How to complete this task: With the line that contains "Could you please identify the bokeh" as the first line, output exactly every line through the end of the material.

┄┄┄┄┄┄

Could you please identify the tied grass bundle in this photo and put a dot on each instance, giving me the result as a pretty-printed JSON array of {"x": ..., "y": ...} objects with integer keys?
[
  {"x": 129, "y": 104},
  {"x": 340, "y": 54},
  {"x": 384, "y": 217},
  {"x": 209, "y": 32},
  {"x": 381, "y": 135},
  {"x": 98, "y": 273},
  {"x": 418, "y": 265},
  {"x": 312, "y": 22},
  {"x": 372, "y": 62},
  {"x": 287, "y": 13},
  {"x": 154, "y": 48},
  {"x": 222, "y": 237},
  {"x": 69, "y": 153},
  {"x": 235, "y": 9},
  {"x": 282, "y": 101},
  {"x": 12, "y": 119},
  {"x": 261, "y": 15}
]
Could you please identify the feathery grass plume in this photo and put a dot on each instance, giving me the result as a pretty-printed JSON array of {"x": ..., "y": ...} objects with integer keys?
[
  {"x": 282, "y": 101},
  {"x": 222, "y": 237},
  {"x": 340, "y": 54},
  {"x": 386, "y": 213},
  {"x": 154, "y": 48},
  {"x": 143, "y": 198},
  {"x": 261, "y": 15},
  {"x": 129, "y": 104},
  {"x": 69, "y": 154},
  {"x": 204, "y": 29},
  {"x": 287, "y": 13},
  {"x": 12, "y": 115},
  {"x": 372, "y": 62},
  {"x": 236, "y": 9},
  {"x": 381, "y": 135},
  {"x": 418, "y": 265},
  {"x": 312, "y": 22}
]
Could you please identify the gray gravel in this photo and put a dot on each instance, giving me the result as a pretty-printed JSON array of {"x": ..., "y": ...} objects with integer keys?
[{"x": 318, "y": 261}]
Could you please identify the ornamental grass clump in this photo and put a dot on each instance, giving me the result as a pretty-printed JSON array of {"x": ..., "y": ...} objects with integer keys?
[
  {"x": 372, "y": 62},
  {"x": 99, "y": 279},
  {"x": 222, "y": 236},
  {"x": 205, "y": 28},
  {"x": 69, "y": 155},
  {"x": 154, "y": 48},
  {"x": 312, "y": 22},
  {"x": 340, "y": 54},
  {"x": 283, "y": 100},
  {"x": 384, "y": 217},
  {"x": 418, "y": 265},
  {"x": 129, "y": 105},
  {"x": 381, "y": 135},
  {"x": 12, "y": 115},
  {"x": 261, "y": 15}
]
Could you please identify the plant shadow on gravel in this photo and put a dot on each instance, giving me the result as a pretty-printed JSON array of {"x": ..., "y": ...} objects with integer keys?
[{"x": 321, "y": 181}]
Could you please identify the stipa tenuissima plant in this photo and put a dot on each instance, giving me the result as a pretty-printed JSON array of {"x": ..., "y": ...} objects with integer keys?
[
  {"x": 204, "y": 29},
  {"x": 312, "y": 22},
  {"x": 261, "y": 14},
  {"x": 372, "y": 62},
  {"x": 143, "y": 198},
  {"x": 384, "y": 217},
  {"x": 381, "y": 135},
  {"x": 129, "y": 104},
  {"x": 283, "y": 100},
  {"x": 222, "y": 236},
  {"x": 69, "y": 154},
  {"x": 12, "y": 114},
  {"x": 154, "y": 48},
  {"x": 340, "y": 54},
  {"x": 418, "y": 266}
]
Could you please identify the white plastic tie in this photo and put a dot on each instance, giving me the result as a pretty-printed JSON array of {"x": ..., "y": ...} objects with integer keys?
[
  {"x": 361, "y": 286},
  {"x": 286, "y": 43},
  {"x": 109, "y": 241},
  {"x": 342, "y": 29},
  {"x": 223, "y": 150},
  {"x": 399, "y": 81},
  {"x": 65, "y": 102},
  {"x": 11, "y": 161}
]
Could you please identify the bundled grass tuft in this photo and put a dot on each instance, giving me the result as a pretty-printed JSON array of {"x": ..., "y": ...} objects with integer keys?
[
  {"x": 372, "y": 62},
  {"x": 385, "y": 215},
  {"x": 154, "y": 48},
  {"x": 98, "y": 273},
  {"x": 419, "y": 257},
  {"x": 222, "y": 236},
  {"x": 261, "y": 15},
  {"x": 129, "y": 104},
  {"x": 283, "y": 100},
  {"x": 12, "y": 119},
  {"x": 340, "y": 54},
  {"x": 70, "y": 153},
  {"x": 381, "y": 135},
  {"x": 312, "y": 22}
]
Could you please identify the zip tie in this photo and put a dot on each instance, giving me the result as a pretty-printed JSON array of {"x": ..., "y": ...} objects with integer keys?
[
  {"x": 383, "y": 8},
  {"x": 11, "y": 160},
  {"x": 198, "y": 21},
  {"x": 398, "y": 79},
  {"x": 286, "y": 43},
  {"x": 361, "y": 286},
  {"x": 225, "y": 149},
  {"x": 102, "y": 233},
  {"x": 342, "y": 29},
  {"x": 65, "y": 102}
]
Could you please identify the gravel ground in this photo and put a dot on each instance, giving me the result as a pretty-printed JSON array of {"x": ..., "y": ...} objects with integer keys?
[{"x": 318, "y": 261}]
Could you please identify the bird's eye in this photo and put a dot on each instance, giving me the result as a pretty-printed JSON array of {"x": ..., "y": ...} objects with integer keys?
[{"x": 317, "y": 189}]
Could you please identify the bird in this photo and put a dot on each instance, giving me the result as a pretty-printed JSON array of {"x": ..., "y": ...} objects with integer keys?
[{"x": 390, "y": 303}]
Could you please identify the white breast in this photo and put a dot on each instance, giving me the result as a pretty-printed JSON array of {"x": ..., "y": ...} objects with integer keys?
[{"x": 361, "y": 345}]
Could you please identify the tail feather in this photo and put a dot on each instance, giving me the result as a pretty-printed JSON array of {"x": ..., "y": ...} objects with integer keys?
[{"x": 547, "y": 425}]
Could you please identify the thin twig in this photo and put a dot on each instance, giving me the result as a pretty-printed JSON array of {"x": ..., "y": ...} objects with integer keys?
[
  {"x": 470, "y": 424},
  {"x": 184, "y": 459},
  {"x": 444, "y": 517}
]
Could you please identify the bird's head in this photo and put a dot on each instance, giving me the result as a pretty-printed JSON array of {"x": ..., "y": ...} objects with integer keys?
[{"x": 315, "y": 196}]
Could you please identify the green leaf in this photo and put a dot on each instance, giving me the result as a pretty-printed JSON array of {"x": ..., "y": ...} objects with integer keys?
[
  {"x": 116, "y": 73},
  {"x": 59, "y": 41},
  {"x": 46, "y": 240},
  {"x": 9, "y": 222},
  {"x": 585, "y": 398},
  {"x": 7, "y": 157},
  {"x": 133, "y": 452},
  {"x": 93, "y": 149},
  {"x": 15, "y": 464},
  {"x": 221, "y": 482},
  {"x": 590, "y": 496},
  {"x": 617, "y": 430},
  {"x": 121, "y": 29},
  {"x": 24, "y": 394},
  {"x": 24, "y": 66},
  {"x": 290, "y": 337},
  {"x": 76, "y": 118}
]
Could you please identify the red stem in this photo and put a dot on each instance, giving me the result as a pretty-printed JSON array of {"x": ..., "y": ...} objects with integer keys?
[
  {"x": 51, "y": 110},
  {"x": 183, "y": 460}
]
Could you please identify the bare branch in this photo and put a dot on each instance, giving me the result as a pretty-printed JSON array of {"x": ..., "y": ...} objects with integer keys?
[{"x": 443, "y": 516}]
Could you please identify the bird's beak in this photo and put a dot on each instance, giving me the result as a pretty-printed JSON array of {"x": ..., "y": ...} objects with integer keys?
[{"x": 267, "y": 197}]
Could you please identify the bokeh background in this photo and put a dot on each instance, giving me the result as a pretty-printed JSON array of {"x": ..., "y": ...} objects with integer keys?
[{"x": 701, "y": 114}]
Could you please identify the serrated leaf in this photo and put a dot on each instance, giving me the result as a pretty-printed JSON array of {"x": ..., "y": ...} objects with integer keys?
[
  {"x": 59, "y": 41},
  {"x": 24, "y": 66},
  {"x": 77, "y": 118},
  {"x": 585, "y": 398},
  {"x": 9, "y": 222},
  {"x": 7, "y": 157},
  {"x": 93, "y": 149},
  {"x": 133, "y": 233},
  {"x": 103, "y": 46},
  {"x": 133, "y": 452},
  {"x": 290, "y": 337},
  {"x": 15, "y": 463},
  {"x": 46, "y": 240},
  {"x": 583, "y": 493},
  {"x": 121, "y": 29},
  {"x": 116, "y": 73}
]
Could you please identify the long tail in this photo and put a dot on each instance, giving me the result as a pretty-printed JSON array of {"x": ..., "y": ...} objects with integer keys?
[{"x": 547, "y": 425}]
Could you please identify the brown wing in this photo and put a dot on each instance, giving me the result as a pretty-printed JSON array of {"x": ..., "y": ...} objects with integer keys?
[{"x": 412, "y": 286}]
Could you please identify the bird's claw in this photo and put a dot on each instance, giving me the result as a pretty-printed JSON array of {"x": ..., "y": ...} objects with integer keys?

┄┄┄┄┄┄

Answer space:
Could you please identify the bokeh background in this photo and put a dot on each instance, giving me the result as a pretty-printed JSON array of {"x": ..., "y": ...} objects with integer keys?
[{"x": 701, "y": 114}]
Could you please identify the serrated leaf in this photo and put a dot on each instance, giving me the result as a pretty-printed JSON array of {"x": ..., "y": ...} objects with integer keys?
[
  {"x": 59, "y": 41},
  {"x": 24, "y": 66},
  {"x": 77, "y": 118},
  {"x": 585, "y": 398},
  {"x": 9, "y": 222},
  {"x": 7, "y": 157},
  {"x": 93, "y": 149},
  {"x": 133, "y": 233},
  {"x": 103, "y": 46},
  {"x": 133, "y": 452},
  {"x": 290, "y": 337},
  {"x": 15, "y": 463},
  {"x": 46, "y": 240},
  {"x": 583, "y": 493},
  {"x": 121, "y": 29},
  {"x": 116, "y": 73}
]
Could you please identify the long tail in this photo and put a dot on each instance, giving me the result as a pretty-printed JSON array of {"x": ..., "y": ...} objects with integer keys?
[{"x": 547, "y": 425}]
Could you please identify the brown wing in this photo and put a dot on each instance, giving me the result as a pretty-printed JSON array of {"x": ..., "y": ...} objects with integer keys?
[{"x": 412, "y": 286}]
Could you please identify the bird's claw in this photo and put a dot on each instance, giving me the result as a pretty-printed JSON array of {"x": ..., "y": ...} objects with integer keys?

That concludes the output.